#### The task:
Put the entries from the line with "Please give the outline of every instance of the woman's eye." up to and including the line with "POLYGON ((151 136, 149" into a JSON list of strings, one string per line and no blank lines.

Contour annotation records
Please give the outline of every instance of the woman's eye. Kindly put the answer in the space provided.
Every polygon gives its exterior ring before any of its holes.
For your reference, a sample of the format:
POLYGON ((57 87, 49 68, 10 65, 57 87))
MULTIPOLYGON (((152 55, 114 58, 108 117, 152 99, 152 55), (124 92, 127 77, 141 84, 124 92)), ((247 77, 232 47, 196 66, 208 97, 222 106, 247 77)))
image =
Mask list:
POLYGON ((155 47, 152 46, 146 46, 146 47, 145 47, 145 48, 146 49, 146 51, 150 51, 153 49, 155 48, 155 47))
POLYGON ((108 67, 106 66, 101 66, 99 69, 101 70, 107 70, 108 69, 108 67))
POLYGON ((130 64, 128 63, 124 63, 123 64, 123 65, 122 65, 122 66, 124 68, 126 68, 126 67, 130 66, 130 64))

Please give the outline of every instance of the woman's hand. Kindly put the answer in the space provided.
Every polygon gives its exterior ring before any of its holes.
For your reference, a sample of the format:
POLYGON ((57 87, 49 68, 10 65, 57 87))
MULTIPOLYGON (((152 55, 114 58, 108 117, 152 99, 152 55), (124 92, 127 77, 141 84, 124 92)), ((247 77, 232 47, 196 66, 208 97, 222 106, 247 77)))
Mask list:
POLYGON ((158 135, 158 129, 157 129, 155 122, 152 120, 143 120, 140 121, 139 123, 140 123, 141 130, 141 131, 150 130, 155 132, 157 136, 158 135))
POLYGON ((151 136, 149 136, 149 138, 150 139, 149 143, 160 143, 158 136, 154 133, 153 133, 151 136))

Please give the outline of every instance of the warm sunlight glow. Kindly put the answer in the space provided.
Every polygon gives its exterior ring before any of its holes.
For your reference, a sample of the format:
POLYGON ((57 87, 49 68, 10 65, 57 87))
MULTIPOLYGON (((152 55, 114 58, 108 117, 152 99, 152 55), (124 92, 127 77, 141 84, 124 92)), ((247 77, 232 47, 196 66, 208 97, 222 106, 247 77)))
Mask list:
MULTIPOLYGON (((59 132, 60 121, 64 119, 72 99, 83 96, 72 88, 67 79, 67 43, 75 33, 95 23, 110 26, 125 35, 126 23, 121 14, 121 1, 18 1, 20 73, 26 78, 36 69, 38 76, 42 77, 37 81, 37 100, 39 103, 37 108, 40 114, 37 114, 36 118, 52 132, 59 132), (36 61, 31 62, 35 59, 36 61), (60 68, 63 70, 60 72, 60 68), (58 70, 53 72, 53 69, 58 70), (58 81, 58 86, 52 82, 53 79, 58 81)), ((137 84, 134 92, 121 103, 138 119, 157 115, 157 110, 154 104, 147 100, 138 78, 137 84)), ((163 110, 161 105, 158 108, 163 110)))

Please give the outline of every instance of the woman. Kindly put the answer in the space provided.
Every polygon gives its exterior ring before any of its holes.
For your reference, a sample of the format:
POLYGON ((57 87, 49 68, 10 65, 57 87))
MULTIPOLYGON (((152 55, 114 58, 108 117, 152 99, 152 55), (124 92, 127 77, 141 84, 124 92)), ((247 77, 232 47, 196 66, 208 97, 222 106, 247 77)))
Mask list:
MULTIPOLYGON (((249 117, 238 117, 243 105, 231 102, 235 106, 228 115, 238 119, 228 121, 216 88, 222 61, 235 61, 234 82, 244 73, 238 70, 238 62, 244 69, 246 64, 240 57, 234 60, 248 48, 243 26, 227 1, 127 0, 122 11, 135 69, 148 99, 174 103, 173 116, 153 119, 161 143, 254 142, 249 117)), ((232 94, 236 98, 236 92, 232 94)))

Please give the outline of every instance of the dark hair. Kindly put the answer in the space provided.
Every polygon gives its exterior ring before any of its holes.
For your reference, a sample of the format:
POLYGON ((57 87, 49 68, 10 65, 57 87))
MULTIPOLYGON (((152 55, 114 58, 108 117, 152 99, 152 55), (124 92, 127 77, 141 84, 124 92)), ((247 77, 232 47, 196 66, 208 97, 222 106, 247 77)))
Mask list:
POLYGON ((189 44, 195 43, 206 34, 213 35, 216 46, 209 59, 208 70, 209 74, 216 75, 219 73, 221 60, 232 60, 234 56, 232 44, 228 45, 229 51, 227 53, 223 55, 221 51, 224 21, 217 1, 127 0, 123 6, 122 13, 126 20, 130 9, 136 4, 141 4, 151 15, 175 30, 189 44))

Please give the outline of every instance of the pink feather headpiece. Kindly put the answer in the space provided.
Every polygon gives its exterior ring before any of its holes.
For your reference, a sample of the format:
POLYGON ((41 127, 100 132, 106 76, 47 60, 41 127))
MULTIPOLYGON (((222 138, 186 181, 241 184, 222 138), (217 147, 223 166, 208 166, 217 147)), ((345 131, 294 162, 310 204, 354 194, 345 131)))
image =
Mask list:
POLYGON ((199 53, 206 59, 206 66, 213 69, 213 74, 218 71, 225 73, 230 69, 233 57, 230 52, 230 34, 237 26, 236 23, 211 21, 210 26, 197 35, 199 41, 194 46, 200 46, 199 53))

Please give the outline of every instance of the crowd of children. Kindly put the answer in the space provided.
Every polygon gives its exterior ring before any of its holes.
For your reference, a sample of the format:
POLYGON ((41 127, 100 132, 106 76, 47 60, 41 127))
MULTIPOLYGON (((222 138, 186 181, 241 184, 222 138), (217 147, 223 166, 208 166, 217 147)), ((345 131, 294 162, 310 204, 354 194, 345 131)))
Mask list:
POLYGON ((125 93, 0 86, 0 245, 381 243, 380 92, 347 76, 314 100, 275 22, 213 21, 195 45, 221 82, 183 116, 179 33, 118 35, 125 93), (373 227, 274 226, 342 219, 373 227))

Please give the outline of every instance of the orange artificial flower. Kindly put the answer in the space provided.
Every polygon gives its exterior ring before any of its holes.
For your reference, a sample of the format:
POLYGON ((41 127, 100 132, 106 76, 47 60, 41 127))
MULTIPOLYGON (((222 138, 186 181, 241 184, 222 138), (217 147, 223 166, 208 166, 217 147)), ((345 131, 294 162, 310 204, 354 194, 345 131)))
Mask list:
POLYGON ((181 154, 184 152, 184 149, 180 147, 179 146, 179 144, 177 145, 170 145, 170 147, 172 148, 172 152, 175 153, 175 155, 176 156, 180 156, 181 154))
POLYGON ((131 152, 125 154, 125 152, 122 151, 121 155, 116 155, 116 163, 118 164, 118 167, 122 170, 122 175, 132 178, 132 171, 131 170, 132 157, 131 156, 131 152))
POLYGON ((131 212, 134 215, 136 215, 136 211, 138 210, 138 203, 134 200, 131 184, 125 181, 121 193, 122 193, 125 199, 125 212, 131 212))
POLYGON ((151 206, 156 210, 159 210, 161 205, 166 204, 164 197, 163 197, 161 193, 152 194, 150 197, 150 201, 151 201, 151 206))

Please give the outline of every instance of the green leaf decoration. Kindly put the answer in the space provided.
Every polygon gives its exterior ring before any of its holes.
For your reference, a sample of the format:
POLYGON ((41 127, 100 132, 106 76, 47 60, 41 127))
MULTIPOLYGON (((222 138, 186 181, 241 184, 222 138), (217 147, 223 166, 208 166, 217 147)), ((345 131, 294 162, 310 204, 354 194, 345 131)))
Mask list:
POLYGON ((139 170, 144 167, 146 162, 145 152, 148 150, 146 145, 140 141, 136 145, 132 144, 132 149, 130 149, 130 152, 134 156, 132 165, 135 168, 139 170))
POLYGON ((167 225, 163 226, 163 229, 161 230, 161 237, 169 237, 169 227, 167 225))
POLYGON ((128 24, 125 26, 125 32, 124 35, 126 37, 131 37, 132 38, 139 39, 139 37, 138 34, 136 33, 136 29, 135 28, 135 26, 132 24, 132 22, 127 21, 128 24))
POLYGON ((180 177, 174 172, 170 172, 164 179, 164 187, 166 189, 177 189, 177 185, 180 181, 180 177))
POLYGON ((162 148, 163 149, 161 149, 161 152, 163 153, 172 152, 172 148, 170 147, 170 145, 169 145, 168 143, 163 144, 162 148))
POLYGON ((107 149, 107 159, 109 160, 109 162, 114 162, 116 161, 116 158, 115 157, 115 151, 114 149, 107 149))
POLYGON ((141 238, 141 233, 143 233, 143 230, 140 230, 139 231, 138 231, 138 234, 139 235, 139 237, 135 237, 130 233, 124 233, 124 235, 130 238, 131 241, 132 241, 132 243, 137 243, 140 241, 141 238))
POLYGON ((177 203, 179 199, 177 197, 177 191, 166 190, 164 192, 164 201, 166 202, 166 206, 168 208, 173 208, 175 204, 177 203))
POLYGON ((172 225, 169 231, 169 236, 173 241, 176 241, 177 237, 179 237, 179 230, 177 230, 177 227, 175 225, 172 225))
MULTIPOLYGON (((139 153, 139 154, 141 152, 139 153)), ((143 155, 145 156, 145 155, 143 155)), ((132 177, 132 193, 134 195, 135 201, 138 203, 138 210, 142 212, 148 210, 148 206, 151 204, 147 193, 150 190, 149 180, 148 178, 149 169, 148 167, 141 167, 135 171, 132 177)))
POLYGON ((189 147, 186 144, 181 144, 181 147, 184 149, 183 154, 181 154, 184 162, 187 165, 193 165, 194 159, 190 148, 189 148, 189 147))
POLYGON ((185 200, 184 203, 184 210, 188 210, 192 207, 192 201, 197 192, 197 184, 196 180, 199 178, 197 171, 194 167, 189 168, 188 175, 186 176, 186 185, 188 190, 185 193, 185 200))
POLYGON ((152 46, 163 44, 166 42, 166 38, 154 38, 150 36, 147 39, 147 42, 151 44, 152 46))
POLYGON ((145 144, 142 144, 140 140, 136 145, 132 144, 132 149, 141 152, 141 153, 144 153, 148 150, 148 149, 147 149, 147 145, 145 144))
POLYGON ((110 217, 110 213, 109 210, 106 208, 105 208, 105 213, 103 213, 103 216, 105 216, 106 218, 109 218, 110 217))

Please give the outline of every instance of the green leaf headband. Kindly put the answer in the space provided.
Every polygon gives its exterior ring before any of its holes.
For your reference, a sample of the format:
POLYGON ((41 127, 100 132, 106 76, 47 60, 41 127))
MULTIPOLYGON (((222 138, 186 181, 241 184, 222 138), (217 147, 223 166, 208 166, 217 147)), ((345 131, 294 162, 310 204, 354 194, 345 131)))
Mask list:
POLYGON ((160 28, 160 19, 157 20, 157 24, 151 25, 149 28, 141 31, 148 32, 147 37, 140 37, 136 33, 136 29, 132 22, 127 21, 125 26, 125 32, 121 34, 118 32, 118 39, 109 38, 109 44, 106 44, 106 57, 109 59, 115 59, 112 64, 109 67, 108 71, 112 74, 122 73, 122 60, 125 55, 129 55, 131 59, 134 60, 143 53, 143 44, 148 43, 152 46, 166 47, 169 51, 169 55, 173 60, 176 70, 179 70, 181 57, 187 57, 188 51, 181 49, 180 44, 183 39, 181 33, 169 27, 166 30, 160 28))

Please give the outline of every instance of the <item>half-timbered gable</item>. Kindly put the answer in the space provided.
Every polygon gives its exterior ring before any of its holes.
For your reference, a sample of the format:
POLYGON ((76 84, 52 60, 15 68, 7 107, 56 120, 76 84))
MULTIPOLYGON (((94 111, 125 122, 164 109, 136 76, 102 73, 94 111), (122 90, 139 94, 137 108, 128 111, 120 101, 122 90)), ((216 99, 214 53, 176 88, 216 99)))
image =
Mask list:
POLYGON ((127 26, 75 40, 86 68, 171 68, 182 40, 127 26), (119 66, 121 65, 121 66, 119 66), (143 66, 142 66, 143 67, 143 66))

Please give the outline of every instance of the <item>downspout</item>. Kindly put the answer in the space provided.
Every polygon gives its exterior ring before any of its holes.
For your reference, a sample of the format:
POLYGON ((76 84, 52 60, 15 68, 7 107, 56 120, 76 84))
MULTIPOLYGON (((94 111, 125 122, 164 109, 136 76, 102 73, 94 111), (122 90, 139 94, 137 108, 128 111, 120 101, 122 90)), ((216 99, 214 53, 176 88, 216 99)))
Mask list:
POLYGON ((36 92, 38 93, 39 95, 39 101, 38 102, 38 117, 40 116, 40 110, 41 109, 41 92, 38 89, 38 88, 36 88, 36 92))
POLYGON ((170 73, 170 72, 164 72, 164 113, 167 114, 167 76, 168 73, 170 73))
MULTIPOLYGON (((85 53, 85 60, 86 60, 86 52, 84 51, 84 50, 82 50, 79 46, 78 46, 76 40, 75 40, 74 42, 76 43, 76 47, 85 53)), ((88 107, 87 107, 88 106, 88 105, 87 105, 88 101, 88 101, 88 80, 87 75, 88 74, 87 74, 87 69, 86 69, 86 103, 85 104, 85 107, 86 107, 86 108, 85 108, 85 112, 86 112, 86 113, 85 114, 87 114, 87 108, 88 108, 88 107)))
==
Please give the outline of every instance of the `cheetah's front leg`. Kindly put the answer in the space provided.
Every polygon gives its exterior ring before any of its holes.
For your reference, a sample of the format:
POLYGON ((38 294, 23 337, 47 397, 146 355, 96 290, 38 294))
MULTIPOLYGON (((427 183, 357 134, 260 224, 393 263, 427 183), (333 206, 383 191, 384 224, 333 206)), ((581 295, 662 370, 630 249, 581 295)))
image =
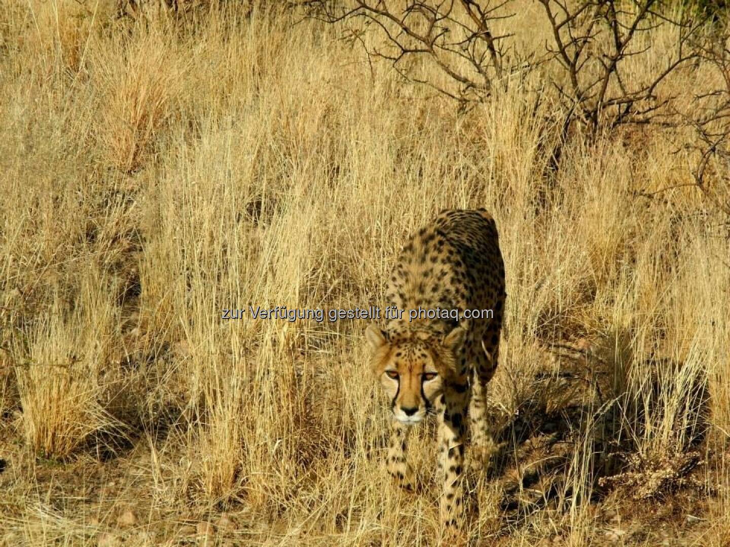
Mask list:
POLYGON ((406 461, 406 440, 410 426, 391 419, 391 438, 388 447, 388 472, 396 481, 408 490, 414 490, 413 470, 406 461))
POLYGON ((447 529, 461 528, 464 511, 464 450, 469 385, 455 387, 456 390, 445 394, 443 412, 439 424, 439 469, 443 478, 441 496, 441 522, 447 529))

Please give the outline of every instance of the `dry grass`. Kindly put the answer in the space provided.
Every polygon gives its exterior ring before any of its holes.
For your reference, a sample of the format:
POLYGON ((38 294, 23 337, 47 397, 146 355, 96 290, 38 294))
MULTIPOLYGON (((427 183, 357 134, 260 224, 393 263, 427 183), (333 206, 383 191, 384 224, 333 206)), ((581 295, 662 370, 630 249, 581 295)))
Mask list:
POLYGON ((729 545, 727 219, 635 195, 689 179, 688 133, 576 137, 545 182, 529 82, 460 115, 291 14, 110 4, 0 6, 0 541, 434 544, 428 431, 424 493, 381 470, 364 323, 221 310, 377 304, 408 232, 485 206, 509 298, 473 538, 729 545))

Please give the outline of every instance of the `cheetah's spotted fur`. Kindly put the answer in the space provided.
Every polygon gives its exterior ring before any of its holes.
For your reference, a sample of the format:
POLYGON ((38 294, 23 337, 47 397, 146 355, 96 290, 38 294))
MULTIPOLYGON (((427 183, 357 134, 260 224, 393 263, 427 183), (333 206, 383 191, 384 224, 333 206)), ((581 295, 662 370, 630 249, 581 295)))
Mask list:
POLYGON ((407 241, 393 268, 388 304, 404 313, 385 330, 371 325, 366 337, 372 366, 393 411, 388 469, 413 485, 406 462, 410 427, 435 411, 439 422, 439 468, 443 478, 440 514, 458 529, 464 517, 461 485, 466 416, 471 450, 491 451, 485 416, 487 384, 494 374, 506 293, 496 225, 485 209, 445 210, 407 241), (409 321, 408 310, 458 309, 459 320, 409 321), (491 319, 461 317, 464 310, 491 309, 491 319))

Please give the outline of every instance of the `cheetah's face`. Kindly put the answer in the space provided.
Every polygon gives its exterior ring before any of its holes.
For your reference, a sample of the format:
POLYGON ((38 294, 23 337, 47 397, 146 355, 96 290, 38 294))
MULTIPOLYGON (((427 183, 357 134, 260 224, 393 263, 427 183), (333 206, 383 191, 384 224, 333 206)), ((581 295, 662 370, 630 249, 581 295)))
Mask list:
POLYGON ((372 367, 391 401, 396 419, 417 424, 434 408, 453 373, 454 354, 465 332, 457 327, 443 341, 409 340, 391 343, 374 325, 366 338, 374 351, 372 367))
* * *
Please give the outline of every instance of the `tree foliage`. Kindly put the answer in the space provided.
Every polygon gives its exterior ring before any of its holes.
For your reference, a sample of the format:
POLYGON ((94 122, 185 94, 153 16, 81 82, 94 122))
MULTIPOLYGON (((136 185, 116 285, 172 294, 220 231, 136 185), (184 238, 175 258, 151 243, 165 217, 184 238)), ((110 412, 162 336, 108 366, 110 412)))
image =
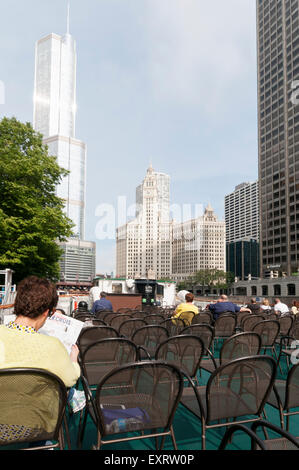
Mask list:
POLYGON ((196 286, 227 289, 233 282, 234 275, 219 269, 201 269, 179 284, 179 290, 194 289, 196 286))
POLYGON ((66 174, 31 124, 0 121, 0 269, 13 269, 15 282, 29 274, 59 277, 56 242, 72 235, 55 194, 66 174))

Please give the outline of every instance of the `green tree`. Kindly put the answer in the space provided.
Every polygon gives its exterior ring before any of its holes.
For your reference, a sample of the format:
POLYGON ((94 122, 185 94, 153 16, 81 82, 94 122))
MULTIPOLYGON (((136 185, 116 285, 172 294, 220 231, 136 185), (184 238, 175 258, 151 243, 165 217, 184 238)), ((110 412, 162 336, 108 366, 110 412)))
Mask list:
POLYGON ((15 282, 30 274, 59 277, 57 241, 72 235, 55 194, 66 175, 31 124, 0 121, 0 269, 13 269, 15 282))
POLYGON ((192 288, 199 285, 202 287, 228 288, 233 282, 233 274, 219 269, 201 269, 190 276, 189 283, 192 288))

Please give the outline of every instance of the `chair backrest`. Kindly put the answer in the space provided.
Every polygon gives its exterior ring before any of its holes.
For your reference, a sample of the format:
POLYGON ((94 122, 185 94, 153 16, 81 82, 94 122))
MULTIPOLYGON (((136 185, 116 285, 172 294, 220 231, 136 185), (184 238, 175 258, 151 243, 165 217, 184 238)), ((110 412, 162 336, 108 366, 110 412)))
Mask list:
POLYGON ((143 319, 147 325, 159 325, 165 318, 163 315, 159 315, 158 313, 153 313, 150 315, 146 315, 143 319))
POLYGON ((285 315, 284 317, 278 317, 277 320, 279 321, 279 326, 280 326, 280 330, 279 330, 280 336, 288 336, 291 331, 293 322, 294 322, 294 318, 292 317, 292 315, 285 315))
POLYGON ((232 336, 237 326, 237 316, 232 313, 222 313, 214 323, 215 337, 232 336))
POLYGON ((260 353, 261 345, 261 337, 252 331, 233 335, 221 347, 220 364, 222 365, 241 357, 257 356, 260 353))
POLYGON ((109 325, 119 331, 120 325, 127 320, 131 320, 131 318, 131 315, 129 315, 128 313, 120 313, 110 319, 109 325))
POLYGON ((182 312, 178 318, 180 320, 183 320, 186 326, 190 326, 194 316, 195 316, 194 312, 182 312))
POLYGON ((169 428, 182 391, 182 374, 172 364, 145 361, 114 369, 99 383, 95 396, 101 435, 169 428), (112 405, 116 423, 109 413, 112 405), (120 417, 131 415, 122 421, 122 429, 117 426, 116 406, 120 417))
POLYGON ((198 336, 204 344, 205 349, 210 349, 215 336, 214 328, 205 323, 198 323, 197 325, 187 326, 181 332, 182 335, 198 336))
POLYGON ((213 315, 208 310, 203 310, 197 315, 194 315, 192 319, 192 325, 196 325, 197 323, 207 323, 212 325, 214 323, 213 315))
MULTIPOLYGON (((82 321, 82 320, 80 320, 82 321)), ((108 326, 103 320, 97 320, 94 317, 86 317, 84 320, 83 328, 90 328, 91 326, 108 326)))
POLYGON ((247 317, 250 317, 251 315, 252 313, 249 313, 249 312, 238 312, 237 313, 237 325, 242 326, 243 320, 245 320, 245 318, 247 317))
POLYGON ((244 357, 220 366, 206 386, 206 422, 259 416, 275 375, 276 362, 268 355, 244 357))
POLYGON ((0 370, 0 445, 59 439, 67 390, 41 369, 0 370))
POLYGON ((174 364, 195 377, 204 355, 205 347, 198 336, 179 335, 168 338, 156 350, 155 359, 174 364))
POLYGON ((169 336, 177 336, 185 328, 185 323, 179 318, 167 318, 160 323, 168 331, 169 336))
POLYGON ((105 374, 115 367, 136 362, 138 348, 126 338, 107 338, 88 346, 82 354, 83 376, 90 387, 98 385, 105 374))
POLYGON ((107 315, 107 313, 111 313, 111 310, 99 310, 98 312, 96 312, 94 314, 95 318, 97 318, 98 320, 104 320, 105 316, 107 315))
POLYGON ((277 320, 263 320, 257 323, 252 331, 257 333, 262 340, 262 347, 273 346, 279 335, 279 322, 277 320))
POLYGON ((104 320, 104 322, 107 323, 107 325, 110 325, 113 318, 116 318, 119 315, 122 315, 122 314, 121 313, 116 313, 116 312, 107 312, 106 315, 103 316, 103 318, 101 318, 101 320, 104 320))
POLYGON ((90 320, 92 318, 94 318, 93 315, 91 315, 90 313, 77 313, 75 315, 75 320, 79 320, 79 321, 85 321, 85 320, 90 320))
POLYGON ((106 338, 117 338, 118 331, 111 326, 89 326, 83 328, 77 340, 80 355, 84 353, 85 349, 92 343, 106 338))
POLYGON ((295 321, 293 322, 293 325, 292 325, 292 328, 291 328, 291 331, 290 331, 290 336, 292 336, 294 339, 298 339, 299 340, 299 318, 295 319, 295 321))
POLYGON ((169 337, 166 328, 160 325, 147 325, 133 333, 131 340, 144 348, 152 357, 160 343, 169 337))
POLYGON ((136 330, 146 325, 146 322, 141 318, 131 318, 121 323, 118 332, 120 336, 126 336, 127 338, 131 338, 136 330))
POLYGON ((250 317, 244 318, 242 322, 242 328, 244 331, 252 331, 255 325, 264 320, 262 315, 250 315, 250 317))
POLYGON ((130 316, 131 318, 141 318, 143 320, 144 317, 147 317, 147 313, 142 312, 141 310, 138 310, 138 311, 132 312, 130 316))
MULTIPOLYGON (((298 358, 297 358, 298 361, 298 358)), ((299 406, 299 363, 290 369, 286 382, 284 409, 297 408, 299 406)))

#### Written answer:
[
  "Please give the outline of every instance of the woman's eye. Kindly put the answer in the space provided.",
  "Every polygon gives its exterior ring before any of its holes.",
  "For your reference, a sample of the format:",
  "POLYGON ((57 87, 49 68, 10 65, 57 87))",
  "MULTIPOLYGON (((152 55, 114 58, 108 117, 152 99, 152 55), (124 92, 127 77, 141 84, 124 92)), ((247 77, 232 47, 196 66, 208 97, 222 106, 247 77)))",
  "image =",
  "Mask list:",
  "POLYGON ((155 47, 152 46, 146 46, 146 47, 145 47, 145 48, 146 49, 146 51, 150 51, 153 49, 155 48, 155 47))",
  "POLYGON ((108 67, 106 66, 101 66, 99 69, 101 70, 107 70, 108 69, 108 67))",
  "POLYGON ((130 64, 128 63, 124 63, 123 64, 123 65, 122 65, 122 66, 124 68, 126 68, 126 67, 130 66, 130 64))",
  "Please give the outline of every instance of the woman's hand. Kindly put the answer in the space provided.",
  "Every polygon gives its exterior ring before any of its holes.",
  "For your reference, a sample of the format:",
  "POLYGON ((57 87, 49 68, 10 65, 57 87))",
  "MULTIPOLYGON (((152 55, 114 58, 108 117, 152 99, 152 55), (124 92, 127 77, 141 84, 124 92)), ((247 77, 232 47, 196 66, 208 97, 222 106, 247 77)))",
  "Mask list:",
  "POLYGON ((158 135, 158 129, 157 129, 155 122, 152 120, 143 120, 140 121, 139 123, 140 123, 141 130, 141 131, 150 130, 155 132, 157 136, 158 135))",
  "POLYGON ((151 136, 149 136, 149 138, 150 139, 149 143, 160 143, 158 136, 154 133, 153 133, 151 136))"
]